**SET EXERCISE:**
Copy the stretch of data from the line containing "query | acoustic foam panel" through the line containing "action | put a dot on each instance of the acoustic", replacing "foam panel" with "wall panel" and keeping everything else unchanged.

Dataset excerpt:
————————

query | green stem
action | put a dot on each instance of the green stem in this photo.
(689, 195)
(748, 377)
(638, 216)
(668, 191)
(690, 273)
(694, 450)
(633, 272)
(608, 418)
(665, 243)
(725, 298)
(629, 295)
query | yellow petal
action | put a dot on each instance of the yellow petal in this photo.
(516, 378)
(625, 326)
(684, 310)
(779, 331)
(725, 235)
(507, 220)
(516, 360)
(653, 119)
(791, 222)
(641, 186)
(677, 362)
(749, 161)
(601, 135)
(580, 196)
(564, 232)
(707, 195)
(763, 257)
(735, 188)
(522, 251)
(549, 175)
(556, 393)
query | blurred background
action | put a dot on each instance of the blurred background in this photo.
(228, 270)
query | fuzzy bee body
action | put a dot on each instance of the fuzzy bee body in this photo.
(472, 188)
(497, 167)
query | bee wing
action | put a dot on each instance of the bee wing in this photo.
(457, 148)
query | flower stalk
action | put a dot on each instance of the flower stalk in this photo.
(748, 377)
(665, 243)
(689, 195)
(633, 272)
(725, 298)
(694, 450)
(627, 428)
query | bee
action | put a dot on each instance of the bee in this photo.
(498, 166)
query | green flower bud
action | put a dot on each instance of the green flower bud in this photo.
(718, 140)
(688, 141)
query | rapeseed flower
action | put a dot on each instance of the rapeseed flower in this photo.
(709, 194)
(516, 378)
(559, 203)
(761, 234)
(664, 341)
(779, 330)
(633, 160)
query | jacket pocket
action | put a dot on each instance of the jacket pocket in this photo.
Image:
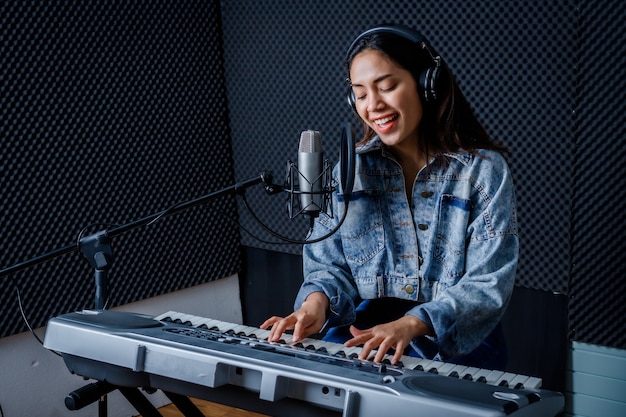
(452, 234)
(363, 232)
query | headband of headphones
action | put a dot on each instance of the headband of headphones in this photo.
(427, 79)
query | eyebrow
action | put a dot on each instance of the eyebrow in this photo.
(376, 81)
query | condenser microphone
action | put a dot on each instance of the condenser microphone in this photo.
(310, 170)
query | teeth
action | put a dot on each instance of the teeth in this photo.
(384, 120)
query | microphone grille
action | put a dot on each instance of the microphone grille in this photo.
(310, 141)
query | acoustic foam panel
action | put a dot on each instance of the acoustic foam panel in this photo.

————————

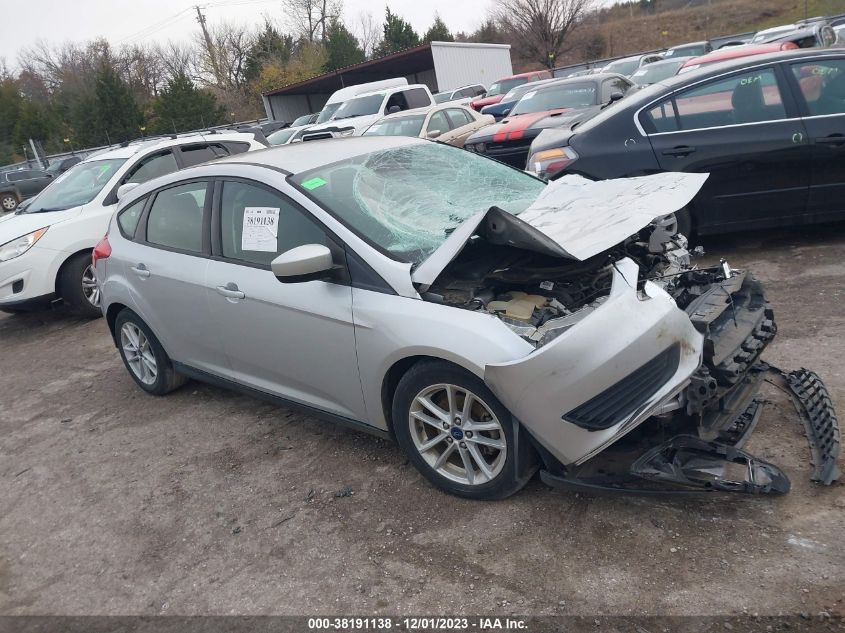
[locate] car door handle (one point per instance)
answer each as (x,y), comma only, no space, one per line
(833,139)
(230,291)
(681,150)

————————

**FULL OUTPUT:**
query | acoustic wall panel
action | put a dot on each instance of the acoustic wall panel in this photo.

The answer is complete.